* **Short problem**: Could you change every "scooter" to "moped" in the part of the listing that opens with the line containing "As a courtesy, could you identify the white building" and closes with the line containing "[103,581,192,662]", leaving all else as it stands and giving back only those lines?

* **Material for the task**:
───

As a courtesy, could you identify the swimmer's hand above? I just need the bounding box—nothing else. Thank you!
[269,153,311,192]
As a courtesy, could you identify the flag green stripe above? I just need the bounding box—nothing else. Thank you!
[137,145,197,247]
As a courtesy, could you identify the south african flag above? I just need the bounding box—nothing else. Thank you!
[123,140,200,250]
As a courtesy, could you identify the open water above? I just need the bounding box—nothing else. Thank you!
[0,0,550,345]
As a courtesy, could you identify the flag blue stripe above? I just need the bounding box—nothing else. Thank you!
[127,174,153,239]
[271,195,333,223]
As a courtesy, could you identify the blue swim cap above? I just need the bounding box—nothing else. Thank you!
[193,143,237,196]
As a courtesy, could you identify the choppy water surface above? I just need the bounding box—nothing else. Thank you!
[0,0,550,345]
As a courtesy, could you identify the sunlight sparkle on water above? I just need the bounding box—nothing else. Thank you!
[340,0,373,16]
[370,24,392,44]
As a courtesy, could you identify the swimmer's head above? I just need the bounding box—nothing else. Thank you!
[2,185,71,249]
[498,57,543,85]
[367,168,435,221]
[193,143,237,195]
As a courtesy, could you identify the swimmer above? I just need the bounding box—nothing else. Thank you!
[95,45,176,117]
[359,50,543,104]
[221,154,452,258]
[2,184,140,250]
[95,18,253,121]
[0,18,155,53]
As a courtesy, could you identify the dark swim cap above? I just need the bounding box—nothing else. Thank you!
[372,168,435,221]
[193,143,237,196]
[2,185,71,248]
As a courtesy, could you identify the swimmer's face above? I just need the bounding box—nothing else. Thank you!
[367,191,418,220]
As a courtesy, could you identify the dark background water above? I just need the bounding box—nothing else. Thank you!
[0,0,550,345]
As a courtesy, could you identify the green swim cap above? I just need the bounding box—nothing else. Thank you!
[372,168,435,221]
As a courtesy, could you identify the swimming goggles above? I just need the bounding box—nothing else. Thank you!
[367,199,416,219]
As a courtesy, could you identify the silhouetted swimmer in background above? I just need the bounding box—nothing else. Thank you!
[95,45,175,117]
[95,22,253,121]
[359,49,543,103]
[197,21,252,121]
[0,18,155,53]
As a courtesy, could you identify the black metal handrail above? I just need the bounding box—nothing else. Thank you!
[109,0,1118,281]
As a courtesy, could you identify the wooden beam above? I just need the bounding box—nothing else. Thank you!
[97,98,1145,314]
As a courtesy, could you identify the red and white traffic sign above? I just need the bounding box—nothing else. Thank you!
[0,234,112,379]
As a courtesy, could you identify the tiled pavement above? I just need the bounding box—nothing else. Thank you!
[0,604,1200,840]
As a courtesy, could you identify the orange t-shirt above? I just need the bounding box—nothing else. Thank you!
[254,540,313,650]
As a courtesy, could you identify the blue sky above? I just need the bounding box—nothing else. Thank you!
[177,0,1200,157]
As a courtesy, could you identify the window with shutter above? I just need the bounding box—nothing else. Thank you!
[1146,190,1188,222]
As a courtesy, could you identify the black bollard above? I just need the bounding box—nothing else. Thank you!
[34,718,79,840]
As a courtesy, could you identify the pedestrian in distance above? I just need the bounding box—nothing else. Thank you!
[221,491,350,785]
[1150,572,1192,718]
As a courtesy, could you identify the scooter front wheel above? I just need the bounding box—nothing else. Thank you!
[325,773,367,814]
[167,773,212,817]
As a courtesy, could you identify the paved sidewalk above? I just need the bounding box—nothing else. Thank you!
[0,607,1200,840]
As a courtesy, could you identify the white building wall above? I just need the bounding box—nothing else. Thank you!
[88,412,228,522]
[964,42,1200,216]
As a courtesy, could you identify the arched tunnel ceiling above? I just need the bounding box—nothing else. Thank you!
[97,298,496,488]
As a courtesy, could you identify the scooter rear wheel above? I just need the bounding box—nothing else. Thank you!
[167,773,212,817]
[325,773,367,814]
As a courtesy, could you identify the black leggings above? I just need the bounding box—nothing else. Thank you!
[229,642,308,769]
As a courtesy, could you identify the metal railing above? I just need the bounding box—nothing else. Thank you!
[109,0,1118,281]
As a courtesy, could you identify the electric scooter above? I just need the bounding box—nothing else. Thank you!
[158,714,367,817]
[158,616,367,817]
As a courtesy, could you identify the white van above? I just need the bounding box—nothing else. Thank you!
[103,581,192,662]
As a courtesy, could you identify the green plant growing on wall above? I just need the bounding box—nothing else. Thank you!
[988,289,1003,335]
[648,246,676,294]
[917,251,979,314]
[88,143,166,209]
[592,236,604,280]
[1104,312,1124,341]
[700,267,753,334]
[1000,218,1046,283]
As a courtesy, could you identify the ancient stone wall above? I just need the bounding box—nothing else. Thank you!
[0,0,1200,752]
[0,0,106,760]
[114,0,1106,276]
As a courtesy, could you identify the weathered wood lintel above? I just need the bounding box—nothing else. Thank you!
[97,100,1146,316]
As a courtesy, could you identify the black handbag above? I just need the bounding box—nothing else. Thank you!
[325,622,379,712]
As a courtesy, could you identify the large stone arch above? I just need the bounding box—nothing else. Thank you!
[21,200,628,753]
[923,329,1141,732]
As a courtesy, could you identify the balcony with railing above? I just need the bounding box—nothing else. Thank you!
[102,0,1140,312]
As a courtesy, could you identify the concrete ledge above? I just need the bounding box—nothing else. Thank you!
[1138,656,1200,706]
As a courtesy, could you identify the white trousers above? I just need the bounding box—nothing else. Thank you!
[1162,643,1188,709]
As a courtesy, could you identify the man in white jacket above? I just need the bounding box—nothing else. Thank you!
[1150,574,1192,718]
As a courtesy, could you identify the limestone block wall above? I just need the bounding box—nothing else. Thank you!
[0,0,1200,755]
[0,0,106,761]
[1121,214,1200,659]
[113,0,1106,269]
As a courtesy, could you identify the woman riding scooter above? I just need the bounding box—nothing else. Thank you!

───

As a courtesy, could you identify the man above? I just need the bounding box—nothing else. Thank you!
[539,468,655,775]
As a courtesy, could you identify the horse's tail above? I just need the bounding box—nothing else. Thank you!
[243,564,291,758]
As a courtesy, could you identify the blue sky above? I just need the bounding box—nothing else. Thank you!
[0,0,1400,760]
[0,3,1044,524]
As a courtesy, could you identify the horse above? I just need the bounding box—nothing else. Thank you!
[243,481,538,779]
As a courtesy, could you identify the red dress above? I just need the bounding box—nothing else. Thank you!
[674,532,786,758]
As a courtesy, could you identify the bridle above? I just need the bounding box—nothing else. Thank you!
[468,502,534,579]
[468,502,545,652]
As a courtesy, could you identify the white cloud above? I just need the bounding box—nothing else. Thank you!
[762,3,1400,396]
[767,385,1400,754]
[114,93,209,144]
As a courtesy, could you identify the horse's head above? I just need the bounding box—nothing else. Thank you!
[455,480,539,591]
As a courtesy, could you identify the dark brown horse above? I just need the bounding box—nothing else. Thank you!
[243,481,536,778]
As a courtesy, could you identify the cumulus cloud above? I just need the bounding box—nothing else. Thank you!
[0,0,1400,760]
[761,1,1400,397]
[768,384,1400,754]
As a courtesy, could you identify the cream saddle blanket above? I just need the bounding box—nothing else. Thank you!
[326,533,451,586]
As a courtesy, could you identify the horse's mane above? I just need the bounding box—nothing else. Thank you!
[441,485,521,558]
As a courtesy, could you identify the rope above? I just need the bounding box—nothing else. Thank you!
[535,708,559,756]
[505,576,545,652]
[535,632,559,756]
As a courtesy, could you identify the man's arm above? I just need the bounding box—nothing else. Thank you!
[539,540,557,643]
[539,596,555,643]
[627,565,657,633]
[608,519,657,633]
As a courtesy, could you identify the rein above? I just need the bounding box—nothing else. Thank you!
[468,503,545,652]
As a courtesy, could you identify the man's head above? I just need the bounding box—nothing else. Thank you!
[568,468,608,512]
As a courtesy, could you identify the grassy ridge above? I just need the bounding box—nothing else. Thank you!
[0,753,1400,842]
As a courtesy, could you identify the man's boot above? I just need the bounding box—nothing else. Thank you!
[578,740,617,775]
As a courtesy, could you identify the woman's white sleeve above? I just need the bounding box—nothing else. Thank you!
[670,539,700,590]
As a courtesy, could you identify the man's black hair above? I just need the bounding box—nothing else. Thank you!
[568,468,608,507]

───

* **Answer**:
As a courtesy, could you identify the white building wall above? I just need the bounding box—nothing else. Thank you!
[88,412,228,522]
[964,42,1200,216]
As a courtesy, could you identify the arched tunnel ceiling above? I just need the bounding box—nothing else. Thank you!
[97,298,496,488]
As a courtesy, could you identify the moped rear wheel above? I just need the bounding box—nothing else. Thank you!
[167,773,212,817]
[325,773,367,814]
As a courtesy, could you identify the black leggings above? I just need the bounding box—nothing else. Thank you!
[229,642,308,769]
As a courtesy, could you identify the metal railing above? I just need the bounding box—nothing else. Thank you!
[109,0,1118,281]
As a courtesy, could you identify the electric moped above? I just need the bounding box—nothing else. Thank you!
[158,714,367,817]
[158,616,367,817]
As a courtesy, could you identify the white van above? I just need the bounding box—nothing else. Thank you!
[103,581,192,662]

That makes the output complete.